Start of EXTRACTED INFORMATION

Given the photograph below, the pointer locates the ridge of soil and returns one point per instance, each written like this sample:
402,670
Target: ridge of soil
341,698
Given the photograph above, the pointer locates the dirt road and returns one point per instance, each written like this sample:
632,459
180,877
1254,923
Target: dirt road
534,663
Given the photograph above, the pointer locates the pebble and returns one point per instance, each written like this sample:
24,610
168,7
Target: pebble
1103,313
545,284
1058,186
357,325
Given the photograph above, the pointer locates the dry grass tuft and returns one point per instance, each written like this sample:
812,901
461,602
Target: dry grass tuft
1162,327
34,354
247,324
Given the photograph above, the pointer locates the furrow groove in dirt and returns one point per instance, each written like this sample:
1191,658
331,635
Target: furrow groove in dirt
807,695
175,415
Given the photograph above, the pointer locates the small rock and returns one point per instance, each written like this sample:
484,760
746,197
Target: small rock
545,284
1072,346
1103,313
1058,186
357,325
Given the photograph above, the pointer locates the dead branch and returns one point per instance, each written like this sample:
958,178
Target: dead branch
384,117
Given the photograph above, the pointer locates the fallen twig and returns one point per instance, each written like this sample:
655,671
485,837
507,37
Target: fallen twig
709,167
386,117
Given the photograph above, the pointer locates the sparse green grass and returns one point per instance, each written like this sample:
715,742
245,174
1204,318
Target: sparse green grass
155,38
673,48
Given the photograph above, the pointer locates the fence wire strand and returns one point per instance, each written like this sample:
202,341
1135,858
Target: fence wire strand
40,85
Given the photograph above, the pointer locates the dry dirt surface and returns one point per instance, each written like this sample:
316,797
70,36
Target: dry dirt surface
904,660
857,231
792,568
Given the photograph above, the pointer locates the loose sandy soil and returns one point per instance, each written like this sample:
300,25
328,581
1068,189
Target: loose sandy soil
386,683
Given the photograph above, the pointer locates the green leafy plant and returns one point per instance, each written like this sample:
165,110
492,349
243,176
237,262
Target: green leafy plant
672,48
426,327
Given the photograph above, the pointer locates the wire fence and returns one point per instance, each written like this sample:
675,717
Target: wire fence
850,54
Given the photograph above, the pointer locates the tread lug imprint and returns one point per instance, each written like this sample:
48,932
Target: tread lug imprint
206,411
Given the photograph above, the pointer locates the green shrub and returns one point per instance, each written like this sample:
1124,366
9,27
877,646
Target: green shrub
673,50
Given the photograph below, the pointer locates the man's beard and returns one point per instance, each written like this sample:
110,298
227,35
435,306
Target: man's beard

End of EXTRACTED INFORMATION

WHAT THIS TASK INVOLVES =
Exactly as shown, repeat every record.

SOLUTION TO THIS EXERCISE =
Given the photograph below, the pointer locates the ridge of soil and returns one point per instance, each written like this sample:
402,670
Target: ridge of soil
341,698
Given the photograph above, the pointer locates the dirt road and returns one point per instance, each written like this sample:
632,459
180,877
1254,923
Target: dirt road
534,663
Given the photograph above, the pointer locates the pebble and returns one point per instance, each written like this sample:
24,610
168,7
Target: pebble
1103,313
545,284
1058,186
357,325
Given the photograph above, the pointer locates the dry grass tuft and returns one point per instance, each written like this sample:
812,901
461,602
Target: dry grass tuft
1162,327
34,354
247,324
Given the photograph above, the pointer locates the furrow groove in dirt and returns one point per instance, each written like this sample:
1191,658
331,635
Target: furrow groove in dirt
807,695
175,415
Given the photograph above, the pointer locates the small rock and returns one point per instance, each written like this sample:
484,760
746,197
Target: small rock
545,284
1072,346
1103,313
1058,186
357,325
Given the photograph above, the pointer locates the dead branch and returns one point per instance, each written like this sample:
958,178
Target: dead branch
384,117
Given the photograph above, the pointer locates the fallen twig and returns one point per instance, each written like this sample:
655,671
485,837
507,37
Target: fallen twig
709,167
386,117
Given the photograph above, the pointer locates the sparse green grass and returns one point per instance, each written like this sample:
715,742
245,174
1204,318
Target: sparse green grass
155,38
673,48
Given the photograph above, the pointer locates the fence wire strand and returns one point per instance, each written like this sample:
202,341
1135,858
Target: fence wire strand
40,85
Given the photograph above, the pointer locates the dry dirt surface and returns one point per instance, each written like this sample:
316,797
70,36
Target: dry dirt surface
904,660
857,231
792,568
Given the photograph above, the pointer locates the loose sandy soil and returns one point per instance, each written like this sample:
300,25
328,581
1068,189
Target: loose sandy soil
386,683
Given the photograph above, the pointer locates the green leafy plant and returns one point per instance, each written like this sample:
165,110
492,349
243,176
237,262
Target: green leafy plant
672,48
426,327
Given the photograph above, the pointer locates the wire fence and returns one point per instance, each written like this sample:
675,717
Target: wire fence
850,54
Given the photograph above, the pointer locates the tread lug imprint and returns one point per instance, each written like this sample:
48,932
Target: tread lug imprint
206,411
Given the photograph above, the pointer locates the green shrub and returns one point per instance, each written like this sample:
1124,366
9,27
877,646
Target: green shrub
673,50
Given the photograph below, the pointer locates the man's beard and returns one point per instance, each written like this sample:
110,298
227,35
435,306
Target: man's beard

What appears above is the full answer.